_TASK DESCRIPTION_.
Please print every row below verbatim, leaving out the pictures.

_INFORMATION PROVIDED_.
** BEGIN **

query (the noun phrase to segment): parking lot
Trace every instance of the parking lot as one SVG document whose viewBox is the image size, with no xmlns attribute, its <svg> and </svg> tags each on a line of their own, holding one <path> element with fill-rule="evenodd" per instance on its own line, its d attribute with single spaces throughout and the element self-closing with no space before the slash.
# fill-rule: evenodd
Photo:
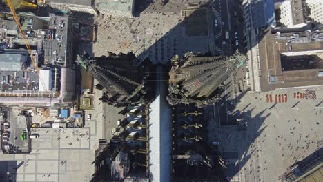
<svg viewBox="0 0 323 182">
<path fill-rule="evenodd" d="M 2 149 L 7 153 L 28 153 L 30 151 L 27 117 L 19 108 L 3 108 L 1 125 Z"/>
</svg>

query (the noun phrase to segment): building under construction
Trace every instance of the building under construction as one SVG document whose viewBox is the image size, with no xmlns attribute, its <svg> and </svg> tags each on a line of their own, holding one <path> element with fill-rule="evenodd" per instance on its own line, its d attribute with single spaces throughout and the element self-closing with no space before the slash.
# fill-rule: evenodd
<svg viewBox="0 0 323 182">
<path fill-rule="evenodd" d="M 133 54 L 88 59 L 79 56 L 78 63 L 97 80 L 104 94 L 100 99 L 117 106 L 141 103 L 146 93 L 148 68 L 132 65 Z"/>
<path fill-rule="evenodd" d="M 174 57 L 169 72 L 169 103 L 195 103 L 201 107 L 219 101 L 217 90 L 245 59 L 243 55 L 204 57 L 192 53 L 182 59 Z"/>
<path fill-rule="evenodd" d="M 204 110 L 177 105 L 172 112 L 173 181 L 226 181 L 224 161 L 208 144 Z"/>
<path fill-rule="evenodd" d="M 91 181 L 149 181 L 148 112 L 143 104 L 128 105 L 121 112 L 125 117 L 111 131 L 115 136 L 96 151 Z"/>
<path fill-rule="evenodd" d="M 9 14 L 0 20 L 0 103 L 72 103 L 75 73 L 71 69 L 74 50 L 70 17 L 17 16 L 18 23 Z"/>
</svg>

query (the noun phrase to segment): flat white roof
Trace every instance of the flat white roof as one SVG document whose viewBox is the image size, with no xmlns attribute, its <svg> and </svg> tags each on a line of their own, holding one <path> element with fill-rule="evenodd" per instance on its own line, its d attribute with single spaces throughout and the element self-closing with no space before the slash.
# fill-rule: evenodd
<svg viewBox="0 0 323 182">
<path fill-rule="evenodd" d="M 157 68 L 157 80 L 162 78 L 162 67 Z M 170 181 L 171 112 L 166 100 L 165 82 L 156 84 L 156 99 L 150 104 L 149 114 L 149 170 L 151 181 Z"/>
<path fill-rule="evenodd" d="M 39 70 L 39 91 L 52 90 L 52 71 L 50 70 Z"/>
</svg>

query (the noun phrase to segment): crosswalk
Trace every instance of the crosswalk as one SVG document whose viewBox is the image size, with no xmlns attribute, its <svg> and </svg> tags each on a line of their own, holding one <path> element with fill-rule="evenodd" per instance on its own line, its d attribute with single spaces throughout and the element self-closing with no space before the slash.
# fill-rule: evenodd
<svg viewBox="0 0 323 182">
<path fill-rule="evenodd" d="M 214 7 L 212 7 L 212 12 L 213 12 L 214 15 L 215 15 L 215 17 L 217 17 L 217 21 L 221 21 L 221 15 Z"/>
<path fill-rule="evenodd" d="M 217 32 L 216 35 L 214 36 L 214 39 L 216 40 L 219 39 L 222 35 L 222 33 L 221 32 Z"/>
<path fill-rule="evenodd" d="M 219 52 L 220 54 L 223 54 L 223 51 L 222 49 L 220 49 L 219 47 L 215 46 L 215 51 Z"/>
</svg>

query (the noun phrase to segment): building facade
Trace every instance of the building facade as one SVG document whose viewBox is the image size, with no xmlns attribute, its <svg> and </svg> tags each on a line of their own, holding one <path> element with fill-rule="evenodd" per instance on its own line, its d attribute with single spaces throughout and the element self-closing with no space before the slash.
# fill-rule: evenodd
<svg viewBox="0 0 323 182">
<path fill-rule="evenodd" d="M 47 4 L 57 10 L 68 12 L 69 10 L 84 12 L 92 14 L 97 14 L 97 10 L 94 8 L 94 0 L 50 0 Z"/>
<path fill-rule="evenodd" d="M 280 22 L 287 28 L 300 28 L 306 25 L 302 1 L 293 0 L 275 3 L 280 12 Z"/>
<path fill-rule="evenodd" d="M 97 0 L 95 7 L 103 14 L 132 18 L 135 12 L 135 0 Z"/>
<path fill-rule="evenodd" d="M 322 0 L 306 0 L 311 9 L 309 17 L 314 21 L 323 23 L 323 1 Z"/>
</svg>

** END **

_TASK ANSWER_.
query (the noun phrase to segment): parking lot
Trace every instance of the parking lot as one SVG document whose viewBox is the image size, with no xmlns attribute, its <svg> and </svg> tags each on a line of their own, holding one <path> element with fill-rule="evenodd" per instance on its own line, its d attribute with single spaces throughout and the element self-closing with no space before the slash.
# fill-rule: evenodd
Photo:
<svg viewBox="0 0 323 182">
<path fill-rule="evenodd" d="M 2 149 L 7 153 L 28 153 L 30 151 L 27 117 L 19 108 L 3 108 L 1 125 Z"/>
</svg>

query (the noun phrase to segment): building under construction
Trace every instance of the building under construction as one SVG document whose viewBox is the image size, with no xmlns attribute, its <svg> and </svg> tags each on a line of their own, holding one <path> element with fill-rule="evenodd" per instance on its own line, its d attribute with single spaces throughout and the element self-closing with no space before the slash.
# fill-rule: evenodd
<svg viewBox="0 0 323 182">
<path fill-rule="evenodd" d="M 133 54 L 88 59 L 79 56 L 78 63 L 97 80 L 104 94 L 100 99 L 117 106 L 141 103 L 146 93 L 148 68 L 132 65 Z"/>
<path fill-rule="evenodd" d="M 174 57 L 169 72 L 169 103 L 195 103 L 201 107 L 219 101 L 217 90 L 245 59 L 243 55 L 204 57 L 192 53 L 182 59 Z"/>
<path fill-rule="evenodd" d="M 204 110 L 177 105 L 172 112 L 173 181 L 226 181 L 224 161 L 208 144 Z"/>
<path fill-rule="evenodd" d="M 91 181 L 149 181 L 148 112 L 143 104 L 128 105 L 121 112 L 125 117 L 111 131 L 115 136 L 96 151 Z"/>
<path fill-rule="evenodd" d="M 9 14 L 0 20 L 0 103 L 72 103 L 75 73 L 71 69 L 74 50 L 70 17 L 17 16 L 18 23 Z"/>
</svg>

query (the noun phrase to segment): flat white roof
Trace every instance of the flat white roof as one SVG document whose viewBox is the image size, with no xmlns attribute, its <svg> and </svg> tags each on a line of their own, holding one <path> element with fill-rule="evenodd" per instance on its own line, its d attribute with single spaces throughout and the element self-closing with no space before the slash.
# fill-rule: evenodd
<svg viewBox="0 0 323 182">
<path fill-rule="evenodd" d="M 157 68 L 157 80 L 162 78 L 162 67 Z M 170 181 L 171 112 L 166 100 L 165 82 L 156 84 L 156 99 L 150 104 L 149 114 L 149 170 L 151 181 Z"/>
<path fill-rule="evenodd" d="M 39 70 L 39 91 L 52 90 L 52 71 L 50 70 Z"/>
</svg>

query (the noun phrase to segment): crosswalk
Trace every instance of the crosswalk as one SVG document whose viewBox is the image size, with no xmlns attribute, its <svg> and </svg> tags each on a line of their own, holding one <path> element with fill-rule="evenodd" per instance on its own line, its d attribute with single spaces throughout and the element self-closing with no space before the slash.
# fill-rule: evenodd
<svg viewBox="0 0 323 182">
<path fill-rule="evenodd" d="M 214 7 L 212 7 L 212 12 L 213 12 L 214 15 L 215 15 L 215 17 L 217 17 L 217 21 L 221 21 L 221 15 Z"/>
<path fill-rule="evenodd" d="M 217 32 L 216 35 L 214 36 L 214 39 L 216 40 L 219 39 L 222 35 L 222 33 L 221 32 Z"/>
<path fill-rule="evenodd" d="M 219 52 L 220 54 L 223 54 L 223 51 L 222 49 L 220 49 L 219 47 L 215 46 L 215 51 Z"/>
</svg>

query (the noun phrase to segment): building facade
Trace every instance of the building facade as one SVG document whose viewBox is the image size, with no xmlns attribute, its <svg> and </svg> tags each on a line of their own, holding one <path> element with fill-rule="evenodd" per instance on its own line, its d attribute with single spaces throughout and the element self-closing with no space before the slash.
# fill-rule: evenodd
<svg viewBox="0 0 323 182">
<path fill-rule="evenodd" d="M 47 4 L 57 10 L 68 12 L 69 10 L 84 12 L 92 14 L 97 14 L 97 10 L 94 8 L 94 0 L 50 0 Z"/>
<path fill-rule="evenodd" d="M 280 22 L 287 28 L 300 28 L 306 25 L 302 1 L 293 0 L 275 3 L 280 12 Z"/>
<path fill-rule="evenodd" d="M 97 0 L 95 7 L 103 14 L 132 18 L 135 12 L 135 0 Z"/>
<path fill-rule="evenodd" d="M 322 0 L 306 0 L 311 9 L 309 17 L 314 21 L 323 23 L 323 1 Z"/>
</svg>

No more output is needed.